Extract the complete listing and repeat it word for word.

>>>>>

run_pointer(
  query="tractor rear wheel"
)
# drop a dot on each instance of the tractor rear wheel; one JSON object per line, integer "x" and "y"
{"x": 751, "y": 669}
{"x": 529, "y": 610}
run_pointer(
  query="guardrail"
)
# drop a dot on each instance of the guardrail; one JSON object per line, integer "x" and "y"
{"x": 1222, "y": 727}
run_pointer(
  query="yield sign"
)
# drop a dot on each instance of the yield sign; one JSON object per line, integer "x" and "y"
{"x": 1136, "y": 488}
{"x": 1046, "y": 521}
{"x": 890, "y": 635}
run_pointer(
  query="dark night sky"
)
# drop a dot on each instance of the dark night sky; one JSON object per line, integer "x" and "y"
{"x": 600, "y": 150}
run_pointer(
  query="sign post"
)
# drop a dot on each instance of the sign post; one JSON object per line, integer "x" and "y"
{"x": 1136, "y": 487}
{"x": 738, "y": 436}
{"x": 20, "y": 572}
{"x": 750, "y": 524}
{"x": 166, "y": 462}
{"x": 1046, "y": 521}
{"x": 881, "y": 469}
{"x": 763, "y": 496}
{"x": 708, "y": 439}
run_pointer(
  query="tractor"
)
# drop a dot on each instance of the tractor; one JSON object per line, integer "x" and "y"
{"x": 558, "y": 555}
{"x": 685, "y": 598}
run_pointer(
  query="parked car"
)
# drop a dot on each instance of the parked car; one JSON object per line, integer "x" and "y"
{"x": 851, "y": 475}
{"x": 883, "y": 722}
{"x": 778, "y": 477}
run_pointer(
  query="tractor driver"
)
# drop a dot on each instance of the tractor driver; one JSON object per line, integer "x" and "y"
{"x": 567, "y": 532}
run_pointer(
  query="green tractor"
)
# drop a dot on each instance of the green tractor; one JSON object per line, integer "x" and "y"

<<<<<

## Answer to the exercise
run_pointer(
  query="tractor rear wheel"
)
# drop a dot on each instance of the tractor rear wheel; one JSON object per line, integer "x" and "y"
{"x": 751, "y": 669}
{"x": 529, "y": 610}
run_pointer(
  query="guardrail"
)
# drop a dot on each instance of the guardrail; one JSON object per line, integer "x" and "y"
{"x": 1222, "y": 727}
run_pointer(
  query="yield sign"
)
# drop a dot on each instance of the yield sign; one JSON object per line, integer "x" and "y"
{"x": 1136, "y": 488}
{"x": 1046, "y": 521}
{"x": 890, "y": 635}
run_pointer(
  query="dark night sky"
)
# drop a dot on each instance of the dark night sky; one JSON object per line, integer "x" and "y"
{"x": 600, "y": 150}
run_pointer(
  query="sign post"
)
# drop a dot on each instance of the sign post; one JSON object per line, integer "x" and "y"
{"x": 1136, "y": 487}
{"x": 738, "y": 436}
{"x": 20, "y": 572}
{"x": 750, "y": 524}
{"x": 166, "y": 462}
{"x": 1046, "y": 521}
{"x": 881, "y": 469}
{"x": 763, "y": 496}
{"x": 708, "y": 439}
run_pointer(
  query="tractor"
)
# drop a dot on each instance of the tractor; one JSON object per line, integer "x" and "y"
{"x": 558, "y": 555}
{"x": 685, "y": 598}
run_pointer(
  query="parked car"
)
# drop a dot on each instance of the parked car; one JSON object per line, integer "x" and "y"
{"x": 851, "y": 475}
{"x": 883, "y": 722}
{"x": 778, "y": 477}
run_pointer(
  query="tractor driver"
)
# drop a dot on each instance of the tractor driver; one JSON object per line, integer "x" and "y"
{"x": 567, "y": 532}
run_pointer(
  query="green tractor"
)
# drop a dot on each instance of the green tractor; one JSON object per line, integer "x" and "y"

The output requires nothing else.